• Short problem:
Report every line of the records below that contains the word "caiman", copying each such line in full; case counts.

• Dataset excerpts:
══════════

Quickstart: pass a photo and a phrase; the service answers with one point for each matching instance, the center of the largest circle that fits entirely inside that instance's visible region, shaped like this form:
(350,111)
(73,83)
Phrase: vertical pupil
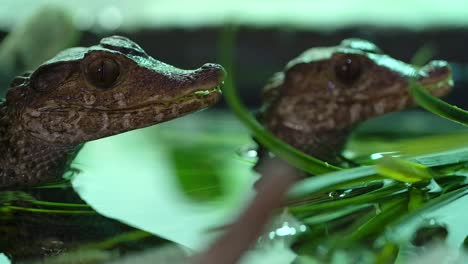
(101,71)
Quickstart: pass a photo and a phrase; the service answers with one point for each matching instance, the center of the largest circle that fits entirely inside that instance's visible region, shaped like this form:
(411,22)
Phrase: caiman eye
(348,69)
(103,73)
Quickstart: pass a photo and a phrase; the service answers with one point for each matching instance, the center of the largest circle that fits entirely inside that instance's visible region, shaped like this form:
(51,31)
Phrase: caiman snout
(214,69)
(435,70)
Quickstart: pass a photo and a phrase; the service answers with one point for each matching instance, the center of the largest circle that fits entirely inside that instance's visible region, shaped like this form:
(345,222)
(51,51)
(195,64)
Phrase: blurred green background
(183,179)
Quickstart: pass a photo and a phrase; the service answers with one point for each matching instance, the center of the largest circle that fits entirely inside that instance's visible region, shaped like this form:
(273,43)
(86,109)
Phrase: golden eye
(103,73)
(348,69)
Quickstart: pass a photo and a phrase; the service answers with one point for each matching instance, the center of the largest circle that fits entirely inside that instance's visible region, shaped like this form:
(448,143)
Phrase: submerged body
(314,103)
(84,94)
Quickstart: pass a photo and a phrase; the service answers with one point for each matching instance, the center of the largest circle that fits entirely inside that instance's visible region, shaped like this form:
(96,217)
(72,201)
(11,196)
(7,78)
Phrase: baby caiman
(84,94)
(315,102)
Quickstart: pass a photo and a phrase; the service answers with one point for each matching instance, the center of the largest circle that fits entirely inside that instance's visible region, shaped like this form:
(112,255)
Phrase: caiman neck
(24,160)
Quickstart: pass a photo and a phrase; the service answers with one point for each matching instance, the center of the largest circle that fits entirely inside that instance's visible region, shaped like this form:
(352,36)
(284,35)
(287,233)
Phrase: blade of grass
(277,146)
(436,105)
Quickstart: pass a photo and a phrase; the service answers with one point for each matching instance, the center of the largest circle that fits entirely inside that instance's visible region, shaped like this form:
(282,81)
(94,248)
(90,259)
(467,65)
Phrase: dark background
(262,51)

══════════

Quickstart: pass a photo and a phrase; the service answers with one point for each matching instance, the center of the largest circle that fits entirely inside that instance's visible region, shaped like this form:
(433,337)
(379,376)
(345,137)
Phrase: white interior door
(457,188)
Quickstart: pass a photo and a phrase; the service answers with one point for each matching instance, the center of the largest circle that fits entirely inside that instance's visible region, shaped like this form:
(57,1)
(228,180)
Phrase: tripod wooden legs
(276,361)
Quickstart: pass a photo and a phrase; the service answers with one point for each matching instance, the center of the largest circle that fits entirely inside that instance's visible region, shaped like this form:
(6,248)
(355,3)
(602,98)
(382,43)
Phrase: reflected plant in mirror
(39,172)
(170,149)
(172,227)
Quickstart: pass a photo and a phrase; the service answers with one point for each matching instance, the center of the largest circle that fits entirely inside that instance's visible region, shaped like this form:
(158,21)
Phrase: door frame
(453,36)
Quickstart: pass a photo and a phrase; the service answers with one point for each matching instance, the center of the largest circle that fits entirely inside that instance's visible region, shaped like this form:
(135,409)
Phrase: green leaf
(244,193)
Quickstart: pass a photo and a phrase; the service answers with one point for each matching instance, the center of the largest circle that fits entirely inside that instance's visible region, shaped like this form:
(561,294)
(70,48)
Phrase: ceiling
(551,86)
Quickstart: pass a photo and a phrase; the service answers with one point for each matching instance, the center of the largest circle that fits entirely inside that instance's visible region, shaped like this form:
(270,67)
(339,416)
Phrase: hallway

══════════

• Problem solution:
Phrase: caiman eye
Phrase: caiman snout
Phrase: baby caiman
Phrase: caiman neck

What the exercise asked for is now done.